> Ausgewählter Text
********************

In Zeiten, in denen Deutschland bedingt durch eine Kombination äußerer Umstände wie einer drohenden Zerstörung des Welthandelssystems durch einen erratisch agierenden US-Präsidenten und hausgemachter Fehler wie einer teils überambitionierten und ideologiegeleiteten Umweltpolitik massive Verluste bei der Industrieproduktion drohen, lohnt es sich, einen Blick auf die Geschichte der Industrieförderung in Deutschland zu werfen.
Der Staat kann die Industrie auf vielerlei Weise fördern. Die zur Verfügung stehenden Instrumente haben unterschiedliche Vor- und Nachteile. Im öffentlichen Diskurs werden oftmals direkte Maßnahmen wie staatliche Subventionen, die Stützung eines in Schieflage geratenen Unternehmens zur Sicherung der Arbeitsplätze oder der Schutz vor Mitbewerbern durch Zollschranken oder Regularien gefordert. Diese Maßnahmen haben den Vorteil, dass sie der Öffentlichkeit ein sofortiges Handeln der Politik suggerieren, was in einer Demokratie auch eingefordert wird. Sie wirken oft auch sehr schnell, allerdings kaum nachhaltig, da sie Probleme der Unternehmensführung oder des Geschäftsmodells nicht bereinigen.
Nachhaltiger, aber weitaus schwerer umzusetzen ist eine Industrieförderung durch die Verbesserung der Rahmenbedingungen. Dazu zählen der Zugang zu internationalen Märkten, den der Staat etwa vertraglich aushandelt, eine stabile Währung, die ohne eine solide Haushaltspolitik auf Dauer nicht zu haben ist, ein hervorragendes Ausbildungssystem einschließlich eines guten Forschungsumfeldes, ein rationales Steuersystem und möglichst wenig Bürokratie- und Klimaschutzlasten für die Unternehmen. Der wichtigste Punkt ist allerdings derjenige, der im öffentlichen Diskurs in Deutschland nicht mehr präsent ist: Die beste Industrieförderung ist die Herstellung eines regelbasierten Wettbewerbs, bei dem sich der Staat aus der Wirtschaft weitgehend heraushält, um die Märkte nicht zu verzerren. Über diesen Punkt besteht kein politischer Konsens, da – wie zuletzt die Ampelkoalition gezeigt hat – der Glaube an die Überlegenheit staatlicher Planung stark ausgeprägt ist.

********************

> Aufgabenstellung
Schreiben Sie den obigen Text über staatliche Industrieförderung in Deutschland im Anschluss an seinen letzten Satz weiter.

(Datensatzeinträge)
********************

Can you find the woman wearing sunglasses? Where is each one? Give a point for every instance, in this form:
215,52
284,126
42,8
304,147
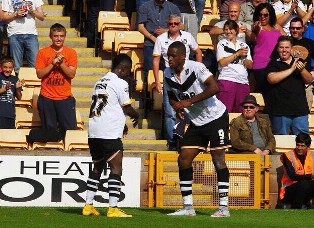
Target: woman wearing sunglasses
265,32
234,59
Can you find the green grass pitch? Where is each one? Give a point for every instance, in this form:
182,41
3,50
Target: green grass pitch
144,217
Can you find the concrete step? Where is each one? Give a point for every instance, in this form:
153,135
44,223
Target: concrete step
144,124
85,52
85,81
54,2
91,71
73,42
50,20
153,145
89,62
53,10
85,112
71,32
143,134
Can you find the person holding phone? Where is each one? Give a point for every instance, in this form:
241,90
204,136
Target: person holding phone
234,58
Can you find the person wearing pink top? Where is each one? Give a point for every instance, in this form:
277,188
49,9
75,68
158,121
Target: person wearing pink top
266,33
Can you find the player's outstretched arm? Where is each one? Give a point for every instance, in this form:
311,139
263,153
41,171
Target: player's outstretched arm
129,110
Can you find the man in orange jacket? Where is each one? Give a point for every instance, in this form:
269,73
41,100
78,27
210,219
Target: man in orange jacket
297,180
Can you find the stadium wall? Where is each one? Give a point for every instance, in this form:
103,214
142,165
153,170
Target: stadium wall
275,171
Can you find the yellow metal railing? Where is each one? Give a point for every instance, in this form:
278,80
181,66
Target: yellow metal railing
245,181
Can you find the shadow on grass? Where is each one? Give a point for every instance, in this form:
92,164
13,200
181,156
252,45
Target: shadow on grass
165,211
69,210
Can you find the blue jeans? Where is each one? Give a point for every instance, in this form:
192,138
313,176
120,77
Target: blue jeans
139,3
170,118
148,58
284,125
23,44
199,5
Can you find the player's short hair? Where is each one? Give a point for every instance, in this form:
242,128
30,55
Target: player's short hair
57,27
179,46
231,25
172,16
296,19
7,59
285,38
304,138
120,59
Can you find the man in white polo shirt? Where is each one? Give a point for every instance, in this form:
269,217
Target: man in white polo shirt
160,49
234,11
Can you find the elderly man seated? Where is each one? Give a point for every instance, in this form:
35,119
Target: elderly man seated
251,132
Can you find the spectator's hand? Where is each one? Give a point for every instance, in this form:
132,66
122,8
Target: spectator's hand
181,104
180,114
159,31
57,59
242,28
258,151
159,87
19,83
294,5
300,65
7,85
265,152
135,119
21,12
125,131
294,65
256,27
242,52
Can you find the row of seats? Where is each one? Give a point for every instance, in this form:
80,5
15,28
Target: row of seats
78,140
74,140
27,117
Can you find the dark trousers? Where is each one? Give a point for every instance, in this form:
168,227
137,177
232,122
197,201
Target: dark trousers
56,114
93,8
300,193
7,123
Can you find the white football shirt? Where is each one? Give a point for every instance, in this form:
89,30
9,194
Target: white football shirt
192,77
107,120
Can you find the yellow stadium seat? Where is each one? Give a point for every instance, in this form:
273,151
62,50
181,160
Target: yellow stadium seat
151,79
79,121
27,97
259,99
27,118
233,115
113,20
157,100
35,97
30,77
204,41
128,40
208,20
133,26
137,57
107,38
48,145
76,140
14,138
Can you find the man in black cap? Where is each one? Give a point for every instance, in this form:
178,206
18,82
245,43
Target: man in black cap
251,132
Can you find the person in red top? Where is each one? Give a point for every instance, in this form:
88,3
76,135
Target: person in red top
297,184
56,67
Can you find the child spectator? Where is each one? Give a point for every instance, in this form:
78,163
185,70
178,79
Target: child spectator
10,87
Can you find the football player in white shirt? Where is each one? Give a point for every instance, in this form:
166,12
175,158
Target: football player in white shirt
191,89
110,101
160,51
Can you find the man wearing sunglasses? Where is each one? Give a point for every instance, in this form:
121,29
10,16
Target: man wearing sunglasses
251,132
296,30
286,103
160,49
234,13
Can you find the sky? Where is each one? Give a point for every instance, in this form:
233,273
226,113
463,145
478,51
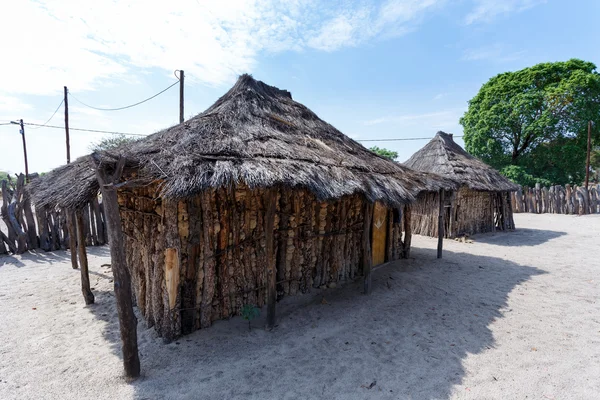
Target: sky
387,69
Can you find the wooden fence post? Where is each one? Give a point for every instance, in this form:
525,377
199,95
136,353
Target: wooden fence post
85,276
367,258
72,237
441,223
122,278
271,205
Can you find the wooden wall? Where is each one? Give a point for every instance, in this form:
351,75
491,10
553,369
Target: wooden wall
557,200
467,212
24,227
202,259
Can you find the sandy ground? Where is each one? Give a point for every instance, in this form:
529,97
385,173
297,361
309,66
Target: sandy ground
510,316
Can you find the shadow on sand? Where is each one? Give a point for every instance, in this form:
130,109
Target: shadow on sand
521,237
50,257
407,340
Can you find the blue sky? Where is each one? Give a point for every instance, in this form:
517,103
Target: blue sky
375,70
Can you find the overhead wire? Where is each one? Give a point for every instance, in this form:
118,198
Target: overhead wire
85,130
125,107
140,134
57,108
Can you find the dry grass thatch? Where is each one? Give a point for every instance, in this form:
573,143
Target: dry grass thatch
69,186
444,157
255,134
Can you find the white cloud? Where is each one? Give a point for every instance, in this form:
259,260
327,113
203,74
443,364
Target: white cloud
486,10
495,52
85,44
435,119
12,104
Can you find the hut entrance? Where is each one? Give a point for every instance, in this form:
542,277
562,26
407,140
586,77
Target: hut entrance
379,238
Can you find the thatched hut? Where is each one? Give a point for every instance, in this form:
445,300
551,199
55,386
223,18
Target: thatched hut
254,199
482,203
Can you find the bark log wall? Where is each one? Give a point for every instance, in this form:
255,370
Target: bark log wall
466,212
196,261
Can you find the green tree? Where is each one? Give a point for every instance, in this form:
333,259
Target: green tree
389,154
536,118
110,142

********************

> Richtige Lösung
Vom Kaiserreich bis zum Ende des Zweiten Weltkriegs
Betrachtet man die Industrieförderung in Deutschland seit dem Beginn des Kaiserreiches 1871, so führte nach der Reichsgründung die Kombination von einer wissenschaftlichen Spitzenposition der deutschen Universitäten, einem großen Binnenmarkt, einem Staat, der vor allem durch die Vergabe militärischer Großaufträge Montanindustrie, Maschinenbau und Werften förderte, und einer liberalen Handelspolitik zu einem rasanten Ausbau der Industrieproduktion. Demografisch sicherte ein beträchtliches Bevölkerungswachstum die Disponibilität neuer Arbeitskräfte, die im Schulsystem der deutschen Einzelstaaten eine hervorragende Ausbildung erhielten. Die weltweit vorherrschende Goldwährung brachte zwar einige spezifische Probleme wie einen nicht ausreichenden Aufwuchs des Währungsmetalls mit sich, war jedoch insgesamt ein immenser Vorteil für den internationalen Handel und gleichzeitig eine Beschränkung gegenüber allzu ausgabefreudigen Politikern.
Der Erste Weltkrieg führte zu einem erheblichen Ausbau der Industrieproduktion, gleichzeitig aber auch zu einer Inflationierung der Währung durch die ungehemmte Kriegsfinanzierung über Kredite. Das als Kriegsfolge zerrüttete weltweite Finanzsystem, die Abschottung der nationalen Märkte und schließlich die Hyperinflation im Jahr 1923 machten die Industriepolitik der Weimarer Republik dann allerdings zu einem Sonderfall.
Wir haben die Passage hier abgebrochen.